• [RECORDS]
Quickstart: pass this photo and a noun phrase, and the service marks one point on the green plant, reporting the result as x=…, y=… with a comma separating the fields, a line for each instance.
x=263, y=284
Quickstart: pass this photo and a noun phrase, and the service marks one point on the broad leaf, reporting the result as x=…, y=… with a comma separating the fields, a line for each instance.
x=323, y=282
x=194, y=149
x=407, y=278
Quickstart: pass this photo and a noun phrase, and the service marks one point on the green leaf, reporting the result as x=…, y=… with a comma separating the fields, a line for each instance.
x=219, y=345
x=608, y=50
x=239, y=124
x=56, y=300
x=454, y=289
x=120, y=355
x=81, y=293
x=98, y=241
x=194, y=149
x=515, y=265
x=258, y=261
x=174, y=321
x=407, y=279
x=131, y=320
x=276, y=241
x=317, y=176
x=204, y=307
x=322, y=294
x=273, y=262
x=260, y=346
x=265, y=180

--

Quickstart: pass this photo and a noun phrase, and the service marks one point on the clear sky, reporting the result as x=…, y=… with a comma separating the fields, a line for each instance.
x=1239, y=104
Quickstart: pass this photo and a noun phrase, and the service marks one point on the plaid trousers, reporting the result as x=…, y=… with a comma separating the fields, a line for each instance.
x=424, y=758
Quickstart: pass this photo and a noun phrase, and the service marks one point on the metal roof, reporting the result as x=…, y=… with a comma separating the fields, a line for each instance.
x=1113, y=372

• [EXERCISE INSTRUCTIONS] Rescale the records above from the line with "green leaf, reporting" to the line with "x=265, y=180", both included. Repeat each request line unchanged, but multiply every answer coordinate by 2.5 and round it to a whole number, with halves rounded up. Give only those lines.

• [WRITTEN SOLUTION]
Quickstart: pass this photo and a noun phrase, and the service marks one point on the green leaf, reporting the result as x=…, y=… with a comma separating the fields, a line for each instance.
x=548, y=863
x=1520, y=125
x=598, y=310
x=140, y=750
x=1135, y=723
x=300, y=888
x=203, y=733
x=245, y=603
x=485, y=373
x=1288, y=663
x=645, y=653
x=435, y=803
x=1018, y=698
x=328, y=800
x=690, y=603
x=793, y=440
x=510, y=768
x=805, y=735
x=683, y=655
x=650, y=865
x=663, y=450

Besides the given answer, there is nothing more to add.